- _Short exercise_:
Can you recast every line of the data below as a Markdown table with two columns, No. for the row number and Line for the text of the line, leaving out any blank lines?

### Records for the task ###

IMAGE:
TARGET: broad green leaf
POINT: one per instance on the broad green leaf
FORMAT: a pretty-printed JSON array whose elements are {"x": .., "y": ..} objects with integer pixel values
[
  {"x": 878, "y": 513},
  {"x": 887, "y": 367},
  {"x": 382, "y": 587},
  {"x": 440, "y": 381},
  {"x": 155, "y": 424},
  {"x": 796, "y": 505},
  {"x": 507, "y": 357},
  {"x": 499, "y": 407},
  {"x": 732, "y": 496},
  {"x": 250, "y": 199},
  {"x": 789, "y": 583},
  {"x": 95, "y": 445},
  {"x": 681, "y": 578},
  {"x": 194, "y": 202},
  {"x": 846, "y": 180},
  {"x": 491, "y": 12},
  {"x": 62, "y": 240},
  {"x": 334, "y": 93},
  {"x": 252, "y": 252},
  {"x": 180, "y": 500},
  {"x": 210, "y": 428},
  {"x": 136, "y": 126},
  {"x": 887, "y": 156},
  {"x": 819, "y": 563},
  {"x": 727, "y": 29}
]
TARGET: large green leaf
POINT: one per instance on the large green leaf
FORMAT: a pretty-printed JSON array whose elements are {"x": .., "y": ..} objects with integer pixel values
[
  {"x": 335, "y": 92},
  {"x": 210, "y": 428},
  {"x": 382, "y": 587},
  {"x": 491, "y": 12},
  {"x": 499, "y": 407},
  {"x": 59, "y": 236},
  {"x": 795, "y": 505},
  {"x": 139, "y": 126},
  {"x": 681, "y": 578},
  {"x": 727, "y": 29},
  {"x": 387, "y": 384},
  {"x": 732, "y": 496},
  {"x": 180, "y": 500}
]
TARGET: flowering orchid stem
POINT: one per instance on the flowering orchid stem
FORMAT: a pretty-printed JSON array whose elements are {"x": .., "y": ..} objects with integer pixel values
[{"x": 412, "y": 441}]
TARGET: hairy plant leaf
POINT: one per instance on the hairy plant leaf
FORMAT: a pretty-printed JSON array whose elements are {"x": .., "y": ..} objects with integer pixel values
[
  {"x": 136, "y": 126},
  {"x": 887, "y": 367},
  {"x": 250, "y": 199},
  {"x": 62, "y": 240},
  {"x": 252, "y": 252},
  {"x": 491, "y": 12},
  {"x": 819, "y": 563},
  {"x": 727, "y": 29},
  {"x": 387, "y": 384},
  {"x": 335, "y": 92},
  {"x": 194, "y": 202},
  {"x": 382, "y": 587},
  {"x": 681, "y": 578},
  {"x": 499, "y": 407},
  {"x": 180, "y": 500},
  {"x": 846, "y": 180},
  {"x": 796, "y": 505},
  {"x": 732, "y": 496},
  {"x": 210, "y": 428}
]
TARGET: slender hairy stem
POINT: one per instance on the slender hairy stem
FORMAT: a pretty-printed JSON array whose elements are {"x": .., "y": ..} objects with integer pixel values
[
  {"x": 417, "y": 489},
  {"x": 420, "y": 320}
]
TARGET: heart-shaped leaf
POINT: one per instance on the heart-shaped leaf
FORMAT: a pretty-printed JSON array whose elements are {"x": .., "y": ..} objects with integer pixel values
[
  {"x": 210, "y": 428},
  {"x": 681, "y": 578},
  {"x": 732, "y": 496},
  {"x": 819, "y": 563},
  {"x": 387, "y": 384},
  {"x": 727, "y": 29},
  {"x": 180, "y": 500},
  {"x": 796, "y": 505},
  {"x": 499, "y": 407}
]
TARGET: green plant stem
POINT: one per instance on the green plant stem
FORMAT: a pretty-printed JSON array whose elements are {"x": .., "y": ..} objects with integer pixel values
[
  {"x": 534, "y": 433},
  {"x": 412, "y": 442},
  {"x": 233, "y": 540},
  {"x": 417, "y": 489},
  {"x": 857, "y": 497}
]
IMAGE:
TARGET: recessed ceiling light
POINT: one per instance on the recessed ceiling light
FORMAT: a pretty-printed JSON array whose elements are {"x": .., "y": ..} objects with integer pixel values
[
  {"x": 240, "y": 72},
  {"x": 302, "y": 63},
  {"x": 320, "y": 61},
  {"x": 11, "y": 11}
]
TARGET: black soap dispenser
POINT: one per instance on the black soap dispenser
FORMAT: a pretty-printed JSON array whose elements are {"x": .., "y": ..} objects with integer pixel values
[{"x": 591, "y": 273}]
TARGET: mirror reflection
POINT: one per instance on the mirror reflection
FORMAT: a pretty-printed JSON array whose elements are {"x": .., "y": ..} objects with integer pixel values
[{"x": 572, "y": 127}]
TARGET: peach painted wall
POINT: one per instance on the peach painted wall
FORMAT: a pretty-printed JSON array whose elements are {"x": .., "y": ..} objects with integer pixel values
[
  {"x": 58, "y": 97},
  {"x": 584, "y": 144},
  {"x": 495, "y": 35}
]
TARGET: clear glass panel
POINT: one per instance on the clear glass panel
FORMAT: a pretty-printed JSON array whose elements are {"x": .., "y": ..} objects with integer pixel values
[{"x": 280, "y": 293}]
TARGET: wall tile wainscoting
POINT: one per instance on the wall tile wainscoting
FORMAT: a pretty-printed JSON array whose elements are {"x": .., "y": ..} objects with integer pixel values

###

- _Answer to this exercise_:
| No. | Line |
|---|---|
| 1 | IMAGE: |
| 2 | TARGET: broad green leaf |
| 3 | POINT: one per instance on the broad green leaf |
| 4 | FORMAT: a pretty-printed JSON array whose elements are {"x": .., "y": ..} objects with integer pixel values |
| 5 | [ |
| 6 |   {"x": 878, "y": 513}, |
| 7 |   {"x": 887, "y": 367}, |
| 8 |   {"x": 382, "y": 587}, |
| 9 |   {"x": 440, "y": 381}, |
| 10 |   {"x": 155, "y": 424}, |
| 11 |   {"x": 796, "y": 505}, |
| 12 |   {"x": 507, "y": 357}, |
| 13 |   {"x": 499, "y": 407}, |
| 14 |   {"x": 732, "y": 496}, |
| 15 |   {"x": 250, "y": 199}, |
| 16 |   {"x": 789, "y": 583}, |
| 17 |   {"x": 95, "y": 445}, |
| 18 |   {"x": 681, "y": 578}, |
| 19 |   {"x": 194, "y": 202}, |
| 20 |   {"x": 846, "y": 180}, |
| 21 |   {"x": 491, "y": 12}, |
| 22 |   {"x": 62, "y": 240}, |
| 23 |   {"x": 334, "y": 93}, |
| 24 |   {"x": 252, "y": 252}, |
| 25 |   {"x": 180, "y": 500}, |
| 26 |   {"x": 210, "y": 428}, |
| 27 |   {"x": 136, "y": 126}, |
| 28 |   {"x": 887, "y": 156}, |
| 29 |   {"x": 819, "y": 563}, |
| 30 |   {"x": 727, "y": 29} |
| 31 | ] |
| 32 | TARGET: large green leaf |
| 33 | POINT: one per instance on the large green leaf |
| 34 | FORMAT: a pretty-printed JSON array whose elements are {"x": .., "y": ..} objects with integer pixel values |
| 35 | [ |
| 36 |   {"x": 335, "y": 92}, |
| 37 |   {"x": 210, "y": 428}, |
| 38 |   {"x": 382, "y": 587}, |
| 39 |   {"x": 491, "y": 12}, |
| 40 |   {"x": 499, "y": 407}, |
| 41 |   {"x": 59, "y": 236}, |
| 42 |   {"x": 795, "y": 505}, |
| 43 |   {"x": 139, "y": 126}, |
| 44 |   {"x": 681, "y": 578}, |
| 45 |   {"x": 727, "y": 29}, |
| 46 |   {"x": 387, "y": 384}, |
| 47 |   {"x": 732, "y": 496}, |
| 48 |   {"x": 180, "y": 500} |
| 49 | ] |
| 50 | TARGET: flowering orchid stem |
| 51 | POINT: one per instance on the flowering orchid stem |
| 52 | FORMAT: a pretty-printed JSON array whose elements are {"x": .., "y": ..} objects with integer pixel values |
| 53 | [{"x": 412, "y": 441}] |
| 54 | TARGET: hairy plant leaf |
| 55 | POINT: one per instance on the hairy plant leaf |
| 56 | FORMAT: a pretty-printed JSON array whose elements are {"x": .., "y": ..} objects with integer pixel values |
| 57 | [ |
| 58 |   {"x": 136, "y": 126}, |
| 59 |   {"x": 887, "y": 367}, |
| 60 |   {"x": 250, "y": 199}, |
| 61 |   {"x": 62, "y": 240}, |
| 62 |   {"x": 252, "y": 252}, |
| 63 |   {"x": 491, "y": 12}, |
| 64 |   {"x": 819, "y": 563}, |
| 65 |   {"x": 727, "y": 29}, |
| 66 |   {"x": 387, "y": 384}, |
| 67 |   {"x": 335, "y": 92}, |
| 68 |   {"x": 194, "y": 202}, |
| 69 |   {"x": 382, "y": 587}, |
| 70 |   {"x": 681, "y": 578}, |
| 71 |   {"x": 499, "y": 407}, |
| 72 |   {"x": 180, "y": 500}, |
| 73 |   {"x": 846, "y": 180}, |
| 74 |   {"x": 796, "y": 505}, |
| 75 |   {"x": 732, "y": 496}, |
| 76 |   {"x": 210, "y": 428} |
| 77 | ] |
| 78 | TARGET: slender hairy stem |
| 79 | POINT: one per instance on the slender hairy stem |
| 80 | FORMAT: a pretty-printed JSON array whose elements are {"x": .., "y": ..} objects with integer pixel values |
| 81 | [ |
| 82 |   {"x": 417, "y": 489}, |
| 83 |   {"x": 420, "y": 320} |
| 84 | ] |
| 85 | TARGET: heart-shaped leaf |
| 86 | POINT: one per instance on the heart-shaped leaf |
| 87 | FORMAT: a pretty-printed JSON array whose elements are {"x": .., "y": ..} objects with integer pixel values |
| 88 | [ |
| 89 |   {"x": 210, "y": 428}, |
| 90 |   {"x": 681, "y": 578}, |
| 91 |   {"x": 732, "y": 496}, |
| 92 |   {"x": 819, "y": 563}, |
| 93 |   {"x": 387, "y": 384}, |
| 94 |   {"x": 727, "y": 29}, |
| 95 |   {"x": 180, "y": 500}, |
| 96 |   {"x": 796, "y": 505}, |
| 97 |   {"x": 499, "y": 407} |
| 98 | ] |
| 99 | TARGET: green plant stem |
| 100 | POINT: one per instance on the green plant stem |
| 101 | FORMAT: a pretty-printed JSON array whose elements are {"x": .., "y": ..} objects with integer pixel values |
| 102 | [ |
| 103 |   {"x": 534, "y": 433}, |
| 104 |   {"x": 412, "y": 442}, |
| 105 |   {"x": 233, "y": 540}, |
| 106 |   {"x": 417, "y": 489}, |
| 107 |   {"x": 857, "y": 497} |
| 108 | ] |
| 109 | IMAGE: |
| 110 | TARGET: recessed ceiling light |
| 111 | POINT: one per instance on the recessed ceiling light |
| 112 | FORMAT: a pretty-printed JSON array whose elements are {"x": .., "y": ..} objects with integer pixel values |
| 113 | [ |
| 114 |   {"x": 240, "y": 72}, |
| 115 |   {"x": 302, "y": 63}, |
| 116 |   {"x": 320, "y": 61}, |
| 117 |   {"x": 11, "y": 11} |
| 118 | ] |
| 119 | TARGET: black soap dispenser |
| 120 | POINT: one per instance on the black soap dispenser |
| 121 | FORMAT: a pretty-printed JSON array whose elements are {"x": .., "y": ..} objects with integer pixel values |
| 122 | [{"x": 591, "y": 273}] |
| 123 | TARGET: mirror reflection |
| 124 | POINT: one per instance on the mirror reflection |
| 125 | FORMAT: a pretty-printed JSON array whose elements are {"x": .., "y": ..} objects with integer pixel values |
| 126 | [{"x": 572, "y": 127}] |
| 127 | TARGET: peach painted wall |
| 128 | POINT: one per instance on the peach painted wall |
| 129 | FORMAT: a pretty-printed JSON array whose elements are {"x": .., "y": ..} objects with integer pixel values |
| 130 | [ |
| 131 |   {"x": 58, "y": 97}, |
| 132 |   {"x": 584, "y": 144}, |
| 133 |   {"x": 495, "y": 35} |
| 134 | ] |
| 135 | TARGET: clear glass panel |
| 136 | POINT: one per instance on the clear glass panel |
| 137 | FORMAT: a pretty-printed JSON array whose elements are {"x": .., "y": ..} objects with integer pixel values |
| 138 | [{"x": 280, "y": 293}] |
| 139 | TARGET: wall tile wainscoting |
| 140 | POINT: one per instance on the wall tile wainscoting |
| 141 | FORMAT: a pretty-printed JSON array whose elements are {"x": .., "y": ..} objects with integer pixel values |